Data shown:
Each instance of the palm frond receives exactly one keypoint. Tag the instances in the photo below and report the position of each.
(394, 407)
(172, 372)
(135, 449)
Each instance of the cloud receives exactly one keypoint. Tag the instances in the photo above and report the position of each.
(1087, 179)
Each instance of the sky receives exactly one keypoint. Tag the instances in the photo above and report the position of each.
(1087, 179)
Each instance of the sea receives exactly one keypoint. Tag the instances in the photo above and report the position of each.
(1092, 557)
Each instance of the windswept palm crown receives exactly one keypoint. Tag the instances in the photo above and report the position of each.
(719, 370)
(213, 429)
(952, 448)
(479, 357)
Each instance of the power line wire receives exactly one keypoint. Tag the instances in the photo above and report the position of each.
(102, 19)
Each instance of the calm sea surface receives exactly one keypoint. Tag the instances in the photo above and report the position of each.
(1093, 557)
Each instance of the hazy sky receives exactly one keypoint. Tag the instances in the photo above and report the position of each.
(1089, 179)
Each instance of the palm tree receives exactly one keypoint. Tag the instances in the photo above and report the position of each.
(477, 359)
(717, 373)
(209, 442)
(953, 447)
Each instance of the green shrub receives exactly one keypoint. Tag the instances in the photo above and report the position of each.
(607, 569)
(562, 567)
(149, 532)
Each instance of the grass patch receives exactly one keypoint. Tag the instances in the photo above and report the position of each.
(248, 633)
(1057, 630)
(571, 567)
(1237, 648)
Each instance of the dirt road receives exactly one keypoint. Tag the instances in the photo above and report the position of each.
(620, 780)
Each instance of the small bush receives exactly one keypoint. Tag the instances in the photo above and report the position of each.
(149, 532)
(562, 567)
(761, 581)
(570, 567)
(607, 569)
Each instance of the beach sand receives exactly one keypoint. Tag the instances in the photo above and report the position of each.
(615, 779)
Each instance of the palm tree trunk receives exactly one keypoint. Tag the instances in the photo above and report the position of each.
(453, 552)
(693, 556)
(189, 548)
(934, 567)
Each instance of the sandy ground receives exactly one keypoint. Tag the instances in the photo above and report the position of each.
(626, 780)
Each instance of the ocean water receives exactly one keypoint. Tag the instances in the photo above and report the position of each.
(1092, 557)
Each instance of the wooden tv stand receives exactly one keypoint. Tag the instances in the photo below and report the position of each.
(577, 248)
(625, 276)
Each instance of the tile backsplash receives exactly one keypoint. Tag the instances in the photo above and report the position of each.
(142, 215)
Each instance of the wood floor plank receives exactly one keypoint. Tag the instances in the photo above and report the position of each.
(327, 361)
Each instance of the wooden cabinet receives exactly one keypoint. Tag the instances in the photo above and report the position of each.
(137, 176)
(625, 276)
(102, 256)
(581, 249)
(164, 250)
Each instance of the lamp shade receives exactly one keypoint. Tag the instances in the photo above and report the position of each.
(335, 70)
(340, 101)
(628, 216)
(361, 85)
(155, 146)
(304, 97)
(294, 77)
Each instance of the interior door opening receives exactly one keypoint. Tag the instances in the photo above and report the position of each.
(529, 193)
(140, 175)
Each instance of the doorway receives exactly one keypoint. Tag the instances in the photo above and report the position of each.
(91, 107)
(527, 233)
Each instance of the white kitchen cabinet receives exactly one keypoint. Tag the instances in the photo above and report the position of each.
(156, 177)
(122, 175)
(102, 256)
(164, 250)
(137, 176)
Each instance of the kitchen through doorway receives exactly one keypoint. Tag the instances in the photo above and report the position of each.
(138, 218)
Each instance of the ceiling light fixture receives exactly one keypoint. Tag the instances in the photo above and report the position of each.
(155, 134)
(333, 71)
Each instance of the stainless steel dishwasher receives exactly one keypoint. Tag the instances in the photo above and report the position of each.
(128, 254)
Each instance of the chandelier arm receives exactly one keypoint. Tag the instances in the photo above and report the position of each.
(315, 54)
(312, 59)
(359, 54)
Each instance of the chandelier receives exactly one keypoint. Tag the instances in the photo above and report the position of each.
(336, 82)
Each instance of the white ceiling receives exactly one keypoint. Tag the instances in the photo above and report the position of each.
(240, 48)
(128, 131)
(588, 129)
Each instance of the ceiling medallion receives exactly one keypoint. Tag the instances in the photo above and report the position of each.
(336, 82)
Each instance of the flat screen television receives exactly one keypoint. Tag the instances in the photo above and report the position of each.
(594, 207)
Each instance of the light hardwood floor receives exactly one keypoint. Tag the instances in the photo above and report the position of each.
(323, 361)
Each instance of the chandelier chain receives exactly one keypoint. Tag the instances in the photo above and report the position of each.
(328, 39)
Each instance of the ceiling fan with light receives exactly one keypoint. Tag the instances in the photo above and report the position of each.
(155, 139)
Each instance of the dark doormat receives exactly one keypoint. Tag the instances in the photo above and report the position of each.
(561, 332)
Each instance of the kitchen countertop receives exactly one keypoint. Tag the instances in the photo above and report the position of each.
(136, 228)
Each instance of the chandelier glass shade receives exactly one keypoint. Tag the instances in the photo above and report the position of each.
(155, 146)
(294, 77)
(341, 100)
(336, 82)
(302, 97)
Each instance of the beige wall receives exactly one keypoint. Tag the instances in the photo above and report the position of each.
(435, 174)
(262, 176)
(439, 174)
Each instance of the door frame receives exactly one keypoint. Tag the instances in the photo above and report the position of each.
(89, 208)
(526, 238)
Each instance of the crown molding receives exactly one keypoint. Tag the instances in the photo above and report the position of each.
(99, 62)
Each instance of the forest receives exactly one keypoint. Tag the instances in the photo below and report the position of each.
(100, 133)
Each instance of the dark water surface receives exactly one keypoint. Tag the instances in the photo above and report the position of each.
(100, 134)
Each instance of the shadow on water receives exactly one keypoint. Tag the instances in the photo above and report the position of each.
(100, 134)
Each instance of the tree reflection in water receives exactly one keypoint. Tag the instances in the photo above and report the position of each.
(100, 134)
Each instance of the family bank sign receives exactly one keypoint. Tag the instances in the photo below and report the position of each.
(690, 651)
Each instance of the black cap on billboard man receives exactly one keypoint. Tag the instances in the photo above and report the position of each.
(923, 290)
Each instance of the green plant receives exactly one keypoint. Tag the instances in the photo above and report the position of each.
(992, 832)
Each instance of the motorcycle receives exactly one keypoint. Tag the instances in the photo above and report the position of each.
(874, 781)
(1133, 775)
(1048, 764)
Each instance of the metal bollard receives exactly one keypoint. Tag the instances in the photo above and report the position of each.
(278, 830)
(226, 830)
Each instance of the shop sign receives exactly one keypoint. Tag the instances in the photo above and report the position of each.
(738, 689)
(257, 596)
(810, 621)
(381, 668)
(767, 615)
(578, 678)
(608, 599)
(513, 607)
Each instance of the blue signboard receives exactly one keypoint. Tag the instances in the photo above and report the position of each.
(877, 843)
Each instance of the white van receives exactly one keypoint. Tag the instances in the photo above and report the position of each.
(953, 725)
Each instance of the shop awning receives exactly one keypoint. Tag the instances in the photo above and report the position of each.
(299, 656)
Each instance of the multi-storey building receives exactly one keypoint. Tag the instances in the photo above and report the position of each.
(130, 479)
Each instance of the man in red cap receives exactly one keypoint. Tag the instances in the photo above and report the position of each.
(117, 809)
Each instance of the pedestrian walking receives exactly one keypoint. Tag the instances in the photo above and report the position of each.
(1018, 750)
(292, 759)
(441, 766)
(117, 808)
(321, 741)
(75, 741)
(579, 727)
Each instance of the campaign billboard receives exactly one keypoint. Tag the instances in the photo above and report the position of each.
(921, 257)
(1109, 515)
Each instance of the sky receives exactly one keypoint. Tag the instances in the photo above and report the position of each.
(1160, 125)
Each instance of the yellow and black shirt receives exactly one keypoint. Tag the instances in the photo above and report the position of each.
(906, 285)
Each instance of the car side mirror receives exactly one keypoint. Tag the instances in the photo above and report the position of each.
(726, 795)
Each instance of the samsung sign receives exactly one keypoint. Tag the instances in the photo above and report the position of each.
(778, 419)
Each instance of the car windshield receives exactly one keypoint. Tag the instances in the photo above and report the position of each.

Brief:
Starting at the line with "Each instance of the campaign", copy each line through the end of the data, both ends included, and give nothing else.

The completed task:
Each instance of the campaign billboard receives exactly one keypoint. Tag the instances in the photo above and report the position of each.
(921, 257)
(1109, 515)
Each instance of the sky receives exactly one keypoint. Tag the instances in the photo above and report the position of each.
(1160, 125)
Each instance of the yellow and black shirt receives exactly one keypoint. Tag the instances in the photo above and report the position of each.
(906, 285)
Each instance of the car side mirror receives exactly one keypoint. Tag the instances in the photo above and report the position of each.
(726, 795)
Each instance of the samsung sign receives exactly one keypoint. Tag the instances in the photo above and report the position of each.
(778, 419)
Each instance of the car windshield receives exactly one keypoint. Tag the instances in the photo above and report the position of each.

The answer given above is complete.